* Work instructions: Restate exactly, please, each line of the listing from the one with "the black leather" to the last, including both.

Start of Block

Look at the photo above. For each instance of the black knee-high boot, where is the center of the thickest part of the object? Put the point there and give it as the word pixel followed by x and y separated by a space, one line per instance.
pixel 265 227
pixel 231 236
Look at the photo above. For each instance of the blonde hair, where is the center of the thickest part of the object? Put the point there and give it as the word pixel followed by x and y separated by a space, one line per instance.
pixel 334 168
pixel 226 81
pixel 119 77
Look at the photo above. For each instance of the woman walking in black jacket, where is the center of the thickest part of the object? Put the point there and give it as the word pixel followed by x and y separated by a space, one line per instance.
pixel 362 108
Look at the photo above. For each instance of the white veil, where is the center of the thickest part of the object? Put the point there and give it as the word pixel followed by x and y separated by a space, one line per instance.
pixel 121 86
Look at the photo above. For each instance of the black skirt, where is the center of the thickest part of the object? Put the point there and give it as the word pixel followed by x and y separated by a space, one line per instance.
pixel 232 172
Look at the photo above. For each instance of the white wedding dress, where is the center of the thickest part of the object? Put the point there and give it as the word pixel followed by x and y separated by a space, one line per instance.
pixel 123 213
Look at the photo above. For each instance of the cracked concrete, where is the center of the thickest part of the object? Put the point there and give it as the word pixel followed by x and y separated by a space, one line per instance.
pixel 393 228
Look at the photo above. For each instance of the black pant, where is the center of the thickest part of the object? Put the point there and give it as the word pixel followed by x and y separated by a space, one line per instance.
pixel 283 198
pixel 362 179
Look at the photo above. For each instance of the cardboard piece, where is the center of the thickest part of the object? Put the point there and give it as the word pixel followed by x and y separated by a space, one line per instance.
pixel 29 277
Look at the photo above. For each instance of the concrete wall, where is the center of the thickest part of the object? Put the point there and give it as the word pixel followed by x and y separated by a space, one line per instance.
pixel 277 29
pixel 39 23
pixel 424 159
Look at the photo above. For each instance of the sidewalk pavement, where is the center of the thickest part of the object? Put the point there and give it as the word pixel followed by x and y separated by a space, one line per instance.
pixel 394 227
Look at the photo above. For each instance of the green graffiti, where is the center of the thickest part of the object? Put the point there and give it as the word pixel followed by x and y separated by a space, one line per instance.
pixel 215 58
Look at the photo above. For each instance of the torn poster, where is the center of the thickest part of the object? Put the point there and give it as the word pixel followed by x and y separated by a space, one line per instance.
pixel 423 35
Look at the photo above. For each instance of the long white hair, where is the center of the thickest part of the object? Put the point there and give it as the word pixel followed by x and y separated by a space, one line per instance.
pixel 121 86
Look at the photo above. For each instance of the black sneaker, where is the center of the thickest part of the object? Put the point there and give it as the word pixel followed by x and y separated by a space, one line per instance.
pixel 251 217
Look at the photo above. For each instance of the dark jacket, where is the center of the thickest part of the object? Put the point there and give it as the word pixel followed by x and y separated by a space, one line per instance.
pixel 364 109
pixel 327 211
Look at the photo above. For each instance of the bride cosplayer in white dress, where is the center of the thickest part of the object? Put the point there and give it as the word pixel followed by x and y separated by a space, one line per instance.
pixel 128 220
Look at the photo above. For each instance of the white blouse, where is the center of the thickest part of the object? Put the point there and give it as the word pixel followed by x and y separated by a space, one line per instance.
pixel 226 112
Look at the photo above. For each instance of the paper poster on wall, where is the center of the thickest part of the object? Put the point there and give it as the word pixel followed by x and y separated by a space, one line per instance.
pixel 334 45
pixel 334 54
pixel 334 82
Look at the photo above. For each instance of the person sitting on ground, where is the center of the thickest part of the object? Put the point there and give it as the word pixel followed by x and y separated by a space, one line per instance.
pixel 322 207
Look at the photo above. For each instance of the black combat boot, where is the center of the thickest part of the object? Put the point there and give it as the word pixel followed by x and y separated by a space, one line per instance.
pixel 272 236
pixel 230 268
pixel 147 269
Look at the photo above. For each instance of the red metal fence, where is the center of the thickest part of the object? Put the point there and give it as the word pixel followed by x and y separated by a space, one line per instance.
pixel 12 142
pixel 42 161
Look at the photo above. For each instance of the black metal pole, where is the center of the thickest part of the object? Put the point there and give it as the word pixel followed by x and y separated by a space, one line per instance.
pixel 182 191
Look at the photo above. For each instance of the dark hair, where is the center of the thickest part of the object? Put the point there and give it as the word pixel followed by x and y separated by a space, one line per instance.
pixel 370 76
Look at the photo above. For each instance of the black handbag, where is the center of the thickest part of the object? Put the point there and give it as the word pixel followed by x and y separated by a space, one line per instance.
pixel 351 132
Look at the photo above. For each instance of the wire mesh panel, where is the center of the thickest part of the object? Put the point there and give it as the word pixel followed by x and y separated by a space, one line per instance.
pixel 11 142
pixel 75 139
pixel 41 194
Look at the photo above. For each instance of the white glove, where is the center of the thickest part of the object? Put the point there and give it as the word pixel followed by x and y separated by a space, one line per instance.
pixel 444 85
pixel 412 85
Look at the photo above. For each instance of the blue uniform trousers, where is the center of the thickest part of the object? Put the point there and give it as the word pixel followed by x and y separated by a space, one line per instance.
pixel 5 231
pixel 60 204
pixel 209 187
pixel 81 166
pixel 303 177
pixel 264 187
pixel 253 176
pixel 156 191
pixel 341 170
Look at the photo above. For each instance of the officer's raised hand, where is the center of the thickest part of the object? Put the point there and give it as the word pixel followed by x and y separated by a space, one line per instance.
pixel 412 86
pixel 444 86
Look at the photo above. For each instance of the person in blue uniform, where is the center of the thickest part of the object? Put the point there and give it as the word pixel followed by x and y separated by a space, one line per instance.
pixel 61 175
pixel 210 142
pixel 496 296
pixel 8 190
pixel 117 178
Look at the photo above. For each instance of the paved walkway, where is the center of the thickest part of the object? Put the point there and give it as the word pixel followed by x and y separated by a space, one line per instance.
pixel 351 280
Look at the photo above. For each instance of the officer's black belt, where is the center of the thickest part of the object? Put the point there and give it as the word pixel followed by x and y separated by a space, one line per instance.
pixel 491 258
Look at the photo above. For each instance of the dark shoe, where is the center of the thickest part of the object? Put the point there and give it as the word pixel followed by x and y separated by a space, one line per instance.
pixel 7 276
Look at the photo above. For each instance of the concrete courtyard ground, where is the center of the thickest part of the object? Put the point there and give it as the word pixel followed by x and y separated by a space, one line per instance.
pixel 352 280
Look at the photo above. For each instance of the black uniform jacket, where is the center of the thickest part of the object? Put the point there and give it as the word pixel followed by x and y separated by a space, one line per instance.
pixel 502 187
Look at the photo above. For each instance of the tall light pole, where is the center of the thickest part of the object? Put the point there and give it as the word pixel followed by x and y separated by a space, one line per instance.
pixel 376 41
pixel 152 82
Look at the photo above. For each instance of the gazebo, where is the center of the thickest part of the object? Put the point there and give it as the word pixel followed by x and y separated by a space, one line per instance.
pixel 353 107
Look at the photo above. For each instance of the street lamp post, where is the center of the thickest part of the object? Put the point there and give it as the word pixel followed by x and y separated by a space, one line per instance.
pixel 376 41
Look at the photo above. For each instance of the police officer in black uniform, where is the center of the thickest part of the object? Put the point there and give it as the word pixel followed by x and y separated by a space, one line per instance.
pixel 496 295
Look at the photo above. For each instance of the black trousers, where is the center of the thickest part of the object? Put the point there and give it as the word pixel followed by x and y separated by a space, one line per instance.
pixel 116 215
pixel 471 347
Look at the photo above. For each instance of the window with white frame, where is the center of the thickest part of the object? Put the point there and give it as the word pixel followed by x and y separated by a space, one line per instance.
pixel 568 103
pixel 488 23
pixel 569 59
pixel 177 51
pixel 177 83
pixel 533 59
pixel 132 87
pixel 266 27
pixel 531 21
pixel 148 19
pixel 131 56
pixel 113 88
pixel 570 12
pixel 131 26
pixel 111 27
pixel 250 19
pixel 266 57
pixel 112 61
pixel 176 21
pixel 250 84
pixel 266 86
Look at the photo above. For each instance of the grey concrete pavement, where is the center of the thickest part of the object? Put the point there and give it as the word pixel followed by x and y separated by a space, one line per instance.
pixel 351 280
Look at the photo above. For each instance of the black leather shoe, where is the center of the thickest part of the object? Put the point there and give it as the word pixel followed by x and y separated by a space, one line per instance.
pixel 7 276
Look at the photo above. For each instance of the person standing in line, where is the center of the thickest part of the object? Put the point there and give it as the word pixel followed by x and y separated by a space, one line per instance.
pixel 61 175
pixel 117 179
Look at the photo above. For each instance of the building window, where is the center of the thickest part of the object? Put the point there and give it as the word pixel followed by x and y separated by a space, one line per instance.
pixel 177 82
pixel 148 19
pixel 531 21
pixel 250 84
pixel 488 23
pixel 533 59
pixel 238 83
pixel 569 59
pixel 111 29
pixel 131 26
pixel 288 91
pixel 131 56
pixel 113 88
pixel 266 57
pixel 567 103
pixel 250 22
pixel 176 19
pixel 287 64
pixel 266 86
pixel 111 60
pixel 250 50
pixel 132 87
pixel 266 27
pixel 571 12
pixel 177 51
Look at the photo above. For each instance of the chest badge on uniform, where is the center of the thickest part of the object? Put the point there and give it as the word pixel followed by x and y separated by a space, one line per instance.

End of Block

* Solution to this exercise:
Look at the photo above. For each instance of the black leather shoe, where is the center of the thickest part of the object? Put the point there and give it as the word pixel followed by x and y separated by a space, one line per instance.
pixel 7 276
Look at the photo above. For each instance of the person standing in line, where is the center of the thickest part of the object? Put the point there and give it as the word pixel followed by x and y separated by a space, one line per instance.
pixel 61 175
pixel 117 179
Look at the photo above. For each instance of the building window, where is the center of the thickest part of the object? Put the point there and give it as the word pixel followed by x and y separated by a space, one line per instance.
pixel 177 82
pixel 148 19
pixel 531 21
pixel 250 84
pixel 488 23
pixel 533 59
pixel 238 83
pixel 569 59
pixel 111 29
pixel 131 26
pixel 288 91
pixel 131 56
pixel 113 88
pixel 266 57
pixel 567 103
pixel 250 22
pixel 176 19
pixel 287 64
pixel 266 86
pixel 111 60
pixel 250 50
pixel 132 87
pixel 266 27
pixel 571 12
pixel 177 51
Look at the photo above. For each instance of the chest badge on uniform, where is the center of the thickest part of the object? Put the point there and give it as the word pixel followed by x and y separated by a space, one line per instance.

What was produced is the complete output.